| Prompt 1 |
In the text on the song "Khona" below, check each statement: (a) "Khona" was released as the lead single from Reunited; (b) the song reached number one on the Metro FM music chart; (c) Uhuru produced the song. For each, answer yes or no and quote the words of the text that settle it.
--- START Text shown ---
Single by Mafikizolo featuring Uhuru

from the album Reunited
- Released: January 10, 2013
- Recorded: 2012
- Genre: Afro house; afropop;
- Length: 4:55
- Label: Kalawa Jazmee
- Songwriters: Theo Kgosinkwe; Nhlanhla Nciza; Themba Sekowe; Xelimpilo Simelane; Sihle Dlalisa;
- Producer: Uhuru

Mafikizolo singles chronology
|  | "Khona" (2013) | "Happiness" (2013) |

Music video
- "Khona" on YouTube

= Khona =

"Khona" is a song by South African duo Mafikizolo. It was released as the lead single from their eighth studio album, Reunited (2013). The song features additional vocals from Uhuru and was released by Kalawa Jazmee Records. "Khona" peaked at number one on Afribiz's Top 100 chart and reached number two on the Metro FM music chart. The song made Prisoner of Class' list of the top 10 African songs of 2013, landing at number one.
--- END Text shown ---
--- START Data in this exercise ---
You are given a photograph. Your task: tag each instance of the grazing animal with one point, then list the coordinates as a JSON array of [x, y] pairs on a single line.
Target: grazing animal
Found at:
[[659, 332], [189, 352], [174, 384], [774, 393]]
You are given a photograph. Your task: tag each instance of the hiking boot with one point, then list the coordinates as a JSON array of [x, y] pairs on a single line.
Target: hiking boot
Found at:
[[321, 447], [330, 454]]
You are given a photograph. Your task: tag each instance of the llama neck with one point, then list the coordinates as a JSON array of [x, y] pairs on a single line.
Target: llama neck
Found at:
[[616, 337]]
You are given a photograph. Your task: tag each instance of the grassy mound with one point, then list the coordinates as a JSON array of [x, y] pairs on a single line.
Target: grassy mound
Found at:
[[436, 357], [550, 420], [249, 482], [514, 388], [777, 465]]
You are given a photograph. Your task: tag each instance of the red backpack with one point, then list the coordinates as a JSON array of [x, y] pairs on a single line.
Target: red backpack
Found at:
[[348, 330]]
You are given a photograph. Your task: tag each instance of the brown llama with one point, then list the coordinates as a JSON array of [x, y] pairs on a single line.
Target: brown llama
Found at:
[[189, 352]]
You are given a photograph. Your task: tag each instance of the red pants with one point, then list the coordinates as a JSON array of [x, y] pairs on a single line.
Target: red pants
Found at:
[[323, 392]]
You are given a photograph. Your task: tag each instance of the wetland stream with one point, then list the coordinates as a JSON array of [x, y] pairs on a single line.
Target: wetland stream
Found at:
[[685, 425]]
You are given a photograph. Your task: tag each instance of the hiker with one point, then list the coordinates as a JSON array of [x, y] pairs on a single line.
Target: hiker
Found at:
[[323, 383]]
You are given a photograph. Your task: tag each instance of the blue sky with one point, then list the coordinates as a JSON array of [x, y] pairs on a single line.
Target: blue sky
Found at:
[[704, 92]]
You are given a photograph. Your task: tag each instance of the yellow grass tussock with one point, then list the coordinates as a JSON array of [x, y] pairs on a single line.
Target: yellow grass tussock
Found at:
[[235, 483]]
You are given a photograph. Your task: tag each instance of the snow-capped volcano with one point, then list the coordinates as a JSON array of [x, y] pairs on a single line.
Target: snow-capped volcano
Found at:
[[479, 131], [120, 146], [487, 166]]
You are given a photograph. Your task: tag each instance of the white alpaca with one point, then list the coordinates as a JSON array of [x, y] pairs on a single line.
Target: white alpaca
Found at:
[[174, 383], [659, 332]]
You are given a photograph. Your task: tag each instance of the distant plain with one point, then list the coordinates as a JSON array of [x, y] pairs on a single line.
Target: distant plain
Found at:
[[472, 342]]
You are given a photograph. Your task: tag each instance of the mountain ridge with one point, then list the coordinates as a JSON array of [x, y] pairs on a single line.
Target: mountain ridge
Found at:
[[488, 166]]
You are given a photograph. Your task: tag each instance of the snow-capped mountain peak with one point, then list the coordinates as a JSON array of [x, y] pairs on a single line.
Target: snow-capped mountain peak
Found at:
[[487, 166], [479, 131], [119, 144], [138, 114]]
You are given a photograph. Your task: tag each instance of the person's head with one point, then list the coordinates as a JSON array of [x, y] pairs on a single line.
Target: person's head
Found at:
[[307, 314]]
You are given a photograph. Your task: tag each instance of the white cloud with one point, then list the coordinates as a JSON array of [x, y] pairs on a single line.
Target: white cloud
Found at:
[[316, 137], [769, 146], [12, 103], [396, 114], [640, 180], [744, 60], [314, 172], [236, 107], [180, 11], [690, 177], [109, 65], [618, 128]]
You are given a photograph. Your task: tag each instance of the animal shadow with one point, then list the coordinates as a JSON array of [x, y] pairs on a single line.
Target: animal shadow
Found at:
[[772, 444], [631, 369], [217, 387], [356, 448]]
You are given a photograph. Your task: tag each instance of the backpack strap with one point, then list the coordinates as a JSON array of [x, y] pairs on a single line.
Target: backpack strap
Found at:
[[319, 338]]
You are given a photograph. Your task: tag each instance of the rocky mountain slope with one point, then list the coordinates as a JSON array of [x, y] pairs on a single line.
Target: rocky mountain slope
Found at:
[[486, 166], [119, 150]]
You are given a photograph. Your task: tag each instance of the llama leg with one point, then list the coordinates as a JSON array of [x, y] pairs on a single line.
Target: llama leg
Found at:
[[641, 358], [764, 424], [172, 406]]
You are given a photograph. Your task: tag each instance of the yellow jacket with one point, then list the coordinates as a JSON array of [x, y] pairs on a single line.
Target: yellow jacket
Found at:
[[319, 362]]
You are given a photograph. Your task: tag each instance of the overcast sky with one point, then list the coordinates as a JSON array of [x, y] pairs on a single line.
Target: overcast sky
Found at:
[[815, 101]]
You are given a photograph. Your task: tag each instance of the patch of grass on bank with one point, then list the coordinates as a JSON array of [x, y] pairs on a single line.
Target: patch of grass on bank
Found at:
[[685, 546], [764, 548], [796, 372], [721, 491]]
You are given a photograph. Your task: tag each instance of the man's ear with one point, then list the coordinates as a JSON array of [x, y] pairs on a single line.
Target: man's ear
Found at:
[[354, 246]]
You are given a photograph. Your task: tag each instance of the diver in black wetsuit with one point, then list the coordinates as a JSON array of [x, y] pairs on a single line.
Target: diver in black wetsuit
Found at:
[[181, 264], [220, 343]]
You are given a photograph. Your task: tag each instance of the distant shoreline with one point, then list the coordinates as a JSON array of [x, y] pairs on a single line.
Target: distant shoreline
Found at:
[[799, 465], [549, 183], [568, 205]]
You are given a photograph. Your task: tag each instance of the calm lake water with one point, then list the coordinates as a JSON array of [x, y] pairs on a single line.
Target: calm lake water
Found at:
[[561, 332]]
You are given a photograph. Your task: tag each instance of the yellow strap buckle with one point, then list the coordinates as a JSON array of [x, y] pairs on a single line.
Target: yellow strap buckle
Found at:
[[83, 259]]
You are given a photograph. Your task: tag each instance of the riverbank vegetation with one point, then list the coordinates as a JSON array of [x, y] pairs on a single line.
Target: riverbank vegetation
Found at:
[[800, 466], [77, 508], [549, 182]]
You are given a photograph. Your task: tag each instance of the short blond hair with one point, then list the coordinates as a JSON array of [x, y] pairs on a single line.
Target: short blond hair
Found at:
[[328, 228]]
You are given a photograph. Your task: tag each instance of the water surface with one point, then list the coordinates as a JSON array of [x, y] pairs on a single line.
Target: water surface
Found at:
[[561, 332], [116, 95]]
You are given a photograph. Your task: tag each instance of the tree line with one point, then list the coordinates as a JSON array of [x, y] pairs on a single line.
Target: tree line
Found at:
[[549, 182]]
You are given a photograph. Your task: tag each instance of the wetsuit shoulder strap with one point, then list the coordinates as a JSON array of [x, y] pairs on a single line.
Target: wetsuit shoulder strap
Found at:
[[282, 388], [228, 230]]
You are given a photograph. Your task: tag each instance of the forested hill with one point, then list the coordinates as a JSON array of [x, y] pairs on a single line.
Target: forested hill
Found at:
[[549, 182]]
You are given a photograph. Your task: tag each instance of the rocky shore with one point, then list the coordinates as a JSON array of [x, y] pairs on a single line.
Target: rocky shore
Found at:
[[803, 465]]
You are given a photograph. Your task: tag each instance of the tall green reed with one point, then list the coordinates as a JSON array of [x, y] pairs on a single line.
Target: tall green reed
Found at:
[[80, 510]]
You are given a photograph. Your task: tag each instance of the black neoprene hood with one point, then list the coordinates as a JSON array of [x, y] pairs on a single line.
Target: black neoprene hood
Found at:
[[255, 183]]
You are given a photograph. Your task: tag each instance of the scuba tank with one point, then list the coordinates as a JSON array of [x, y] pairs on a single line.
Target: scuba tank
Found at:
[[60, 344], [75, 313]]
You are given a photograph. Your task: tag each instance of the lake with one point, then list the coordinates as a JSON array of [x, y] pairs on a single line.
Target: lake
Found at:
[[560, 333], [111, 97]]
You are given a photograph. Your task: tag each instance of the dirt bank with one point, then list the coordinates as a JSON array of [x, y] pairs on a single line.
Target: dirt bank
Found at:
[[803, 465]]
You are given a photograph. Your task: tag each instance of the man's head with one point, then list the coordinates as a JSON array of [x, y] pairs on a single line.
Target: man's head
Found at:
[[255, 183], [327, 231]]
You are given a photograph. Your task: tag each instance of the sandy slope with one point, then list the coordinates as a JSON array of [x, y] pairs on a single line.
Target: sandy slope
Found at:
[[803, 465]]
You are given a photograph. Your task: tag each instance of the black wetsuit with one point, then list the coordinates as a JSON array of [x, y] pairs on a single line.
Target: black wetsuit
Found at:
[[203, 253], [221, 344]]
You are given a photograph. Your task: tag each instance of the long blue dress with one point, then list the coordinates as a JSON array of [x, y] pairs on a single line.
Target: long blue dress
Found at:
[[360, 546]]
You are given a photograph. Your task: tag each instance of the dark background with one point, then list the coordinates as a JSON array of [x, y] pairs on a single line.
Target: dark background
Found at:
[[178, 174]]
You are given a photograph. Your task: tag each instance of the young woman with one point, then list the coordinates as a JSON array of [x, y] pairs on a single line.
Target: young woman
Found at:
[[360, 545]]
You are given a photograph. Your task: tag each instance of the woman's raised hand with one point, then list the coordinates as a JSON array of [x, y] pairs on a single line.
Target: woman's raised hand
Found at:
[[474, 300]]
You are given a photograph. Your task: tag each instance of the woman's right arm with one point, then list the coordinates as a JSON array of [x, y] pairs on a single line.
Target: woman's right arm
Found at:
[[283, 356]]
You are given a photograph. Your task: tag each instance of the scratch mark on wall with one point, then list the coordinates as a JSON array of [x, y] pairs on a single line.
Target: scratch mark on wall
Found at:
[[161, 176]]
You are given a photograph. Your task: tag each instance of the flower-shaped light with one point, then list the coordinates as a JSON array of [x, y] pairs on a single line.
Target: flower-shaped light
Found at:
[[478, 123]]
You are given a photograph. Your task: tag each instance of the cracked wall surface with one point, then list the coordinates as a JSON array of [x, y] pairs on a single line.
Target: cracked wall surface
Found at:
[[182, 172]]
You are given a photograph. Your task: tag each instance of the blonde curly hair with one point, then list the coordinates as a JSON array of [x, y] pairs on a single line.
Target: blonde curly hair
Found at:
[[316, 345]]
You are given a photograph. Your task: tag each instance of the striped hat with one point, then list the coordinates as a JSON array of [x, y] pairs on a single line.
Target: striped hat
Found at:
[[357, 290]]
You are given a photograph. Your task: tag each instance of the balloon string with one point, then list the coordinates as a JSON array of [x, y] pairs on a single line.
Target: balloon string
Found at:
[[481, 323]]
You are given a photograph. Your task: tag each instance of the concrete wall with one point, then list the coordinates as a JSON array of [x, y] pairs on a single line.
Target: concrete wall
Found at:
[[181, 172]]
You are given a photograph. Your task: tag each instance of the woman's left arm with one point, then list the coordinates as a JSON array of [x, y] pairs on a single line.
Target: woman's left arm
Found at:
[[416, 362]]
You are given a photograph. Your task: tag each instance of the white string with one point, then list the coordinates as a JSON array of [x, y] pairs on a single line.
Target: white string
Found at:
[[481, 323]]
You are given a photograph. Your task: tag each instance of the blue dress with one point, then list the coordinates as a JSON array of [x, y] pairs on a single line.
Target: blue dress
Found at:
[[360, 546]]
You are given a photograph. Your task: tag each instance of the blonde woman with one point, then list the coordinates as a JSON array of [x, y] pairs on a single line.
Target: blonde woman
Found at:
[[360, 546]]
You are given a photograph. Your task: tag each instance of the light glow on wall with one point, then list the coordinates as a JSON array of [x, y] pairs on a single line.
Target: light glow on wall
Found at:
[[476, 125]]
--- END Data in this exercise ---
| Prompt 2 |
From the rows above, extract the lines running from the line with "the rocky mountain" to the line with "[[486, 166], [119, 150]]", both included, and copy them without changes.

| Full response 1 |
(a) Yes: "It was released as the lead single from their eighth studio album, Reunited (2013)."
(b) No: "reached number two on the Metro FM music chart"
(c) Yes: "Producer: Uhuru"

| Full response 2 |
You are given a photograph. Your task: tag each instance of the rocky mountain slope with one point, then list the coordinates as a JSON array of [x, y] pairs on a single line.
Target: rocky mountain slope
Found at:
[[486, 166], [119, 150]]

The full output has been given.